Благословивши нас, тотчас взял в келию. Это — небольшая четырехугольная комната, в переднем углу большая божница, по стенам иконы, среди них очень большой образ Казанской Божией Матери, направо от божницы — диван и кресло, налево — стол с массой листков и книжечек и шкаф с книгами и деревянными изделиями оптинских монахов. Усадив маму и Серафима на ди­ван, а меня на кресло и севши сам, начал Батюшка расспраши­вать, откуда мы, чем занимаемся. Мама стала говорить о желании Серафима быть священником, „но он слишком резв",—прибави­ла она, — „боюсь, что ничего из него не выйдет". — „А Владыка Трифон, уж он ли не был резвым, а монахом сделался, — это ничего не значит". — „А дочь вот все в монастырь собирается". — „В монастырь?" — обратился Батюшка ко мне, — какой же?" — Я ответила неопределенно. — „Только не спеши, и ни в Дивеево, ни в Шамордино не ходи, многолюдны очень. А вот верстах в 100 отсюда община есть „Отрада и Утешение" или близ Москвы Голов-нин монастырь, Аносина Пустынь. Бывали там когда-нибудь?" — „Как же, Батюшка, бывала". — ,,А то о. Александр Пшеничников основывает общину, к нему, может, поступишь. Только не спеши, я вот ушел рано, а мать пришла и назад взяла. Так до 31 года я жил в миру. У нас торговля была своя красным товаром... Вы погостите у нас, поговеете?" — ,,Да, Батюшка". — „Ну, вот прихо­дите часика в 2 исповедываться, а сейчас я вам листочков дам". И начал Батюшка щедро оделять нас листиками в желтенькой обложке: — „Молчать и не осуждать — труда нет, а пользы много", со словами — „не читала этой книжечки никогда, ну вот, прочти, книжечка хорошая". Мне, по моему злому языку, эта книга по­пала не в бровь, а прямо в самый глаз.

▸ Что сделать:
[A] Какие монастыри и общины называет Батюшка в отрывке о беседе с ним? Перечислите их все.
[B] До скольких лет, по словам Батюшки в отрывке о беседе с ним, он жил в миру?
[C] Напишите, что могло бы следовать за последним предложением отрывка о беседе с Батюшкой.
Строки, приведенные далее, для работы не понадобятся.

(Строки данных с разметкой рамок)
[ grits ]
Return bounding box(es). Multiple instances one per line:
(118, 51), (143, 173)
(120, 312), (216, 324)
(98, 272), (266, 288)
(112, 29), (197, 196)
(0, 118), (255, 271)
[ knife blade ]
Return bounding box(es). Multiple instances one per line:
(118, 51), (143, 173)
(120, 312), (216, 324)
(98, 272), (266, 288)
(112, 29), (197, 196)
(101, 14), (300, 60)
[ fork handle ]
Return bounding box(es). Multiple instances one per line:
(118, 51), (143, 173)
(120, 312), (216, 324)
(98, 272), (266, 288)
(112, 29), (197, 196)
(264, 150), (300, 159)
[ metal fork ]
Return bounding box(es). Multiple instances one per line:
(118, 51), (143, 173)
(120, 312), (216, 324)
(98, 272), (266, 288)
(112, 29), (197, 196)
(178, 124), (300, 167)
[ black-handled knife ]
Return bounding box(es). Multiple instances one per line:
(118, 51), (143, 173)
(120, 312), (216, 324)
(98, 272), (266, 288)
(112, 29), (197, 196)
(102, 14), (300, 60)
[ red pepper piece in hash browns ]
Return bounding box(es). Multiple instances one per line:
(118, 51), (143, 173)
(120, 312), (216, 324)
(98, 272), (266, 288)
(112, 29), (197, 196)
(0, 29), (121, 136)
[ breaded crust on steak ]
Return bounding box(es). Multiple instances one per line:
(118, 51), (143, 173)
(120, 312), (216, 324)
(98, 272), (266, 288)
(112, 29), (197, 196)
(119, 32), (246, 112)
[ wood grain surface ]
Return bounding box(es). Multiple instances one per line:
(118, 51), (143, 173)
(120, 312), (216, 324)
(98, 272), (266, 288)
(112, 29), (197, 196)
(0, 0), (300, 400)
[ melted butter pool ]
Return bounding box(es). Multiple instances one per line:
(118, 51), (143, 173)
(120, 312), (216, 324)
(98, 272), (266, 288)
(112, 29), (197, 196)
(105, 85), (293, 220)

▸ Ответы по заданиям:
[A] Дивеево, Шамордино, община «Отрада и Утешение», Головнин монастырь, Аносина Пустынь.

[B] До 31 года.

[C]
Ушли мы от Батюшки, очень мирно было на душе после посе­щения. Пошли прямо в скит, он отстоит на 120 саженей от мона­стыря. Расположен в лесу, чудном лесу с высокими-высокими прямыми соснами. Ведет в него дорожка, убитая щебнем и усы­панная желтым песком. Дорожка сделала три изгиба и перед нами явился скит. Не могу сказать, как я обрадовалась, увидя его. Совсем чем-то близким, родным повеяло от него. Небольшая колокольня над святыми воротами, вход в скит, весь расписан­ный изображениями св. угодников и по обеим сторонам коло­кольни — бедненькие хибарочки, совершенно одинаковые, — все пленяло меня. Узнали мы, что направо — бывшая хибарочка о. Амвросия, а теперь живет в ней старец иеросхимонах о. Иосиф, бывший житейник отца Амвросия, так же, как и отец Анатолий.
В эти часы старец принимал, и мы вошли в хибарочку. Внутри она оказалась очень поместительной и состояла из нескольких комнаток и коридорчиков. Скоро подошел к нам келейник о. Зосима и спросил, откуда мы. Сказали — минут через 5 он позвал нас к Батюшке.

.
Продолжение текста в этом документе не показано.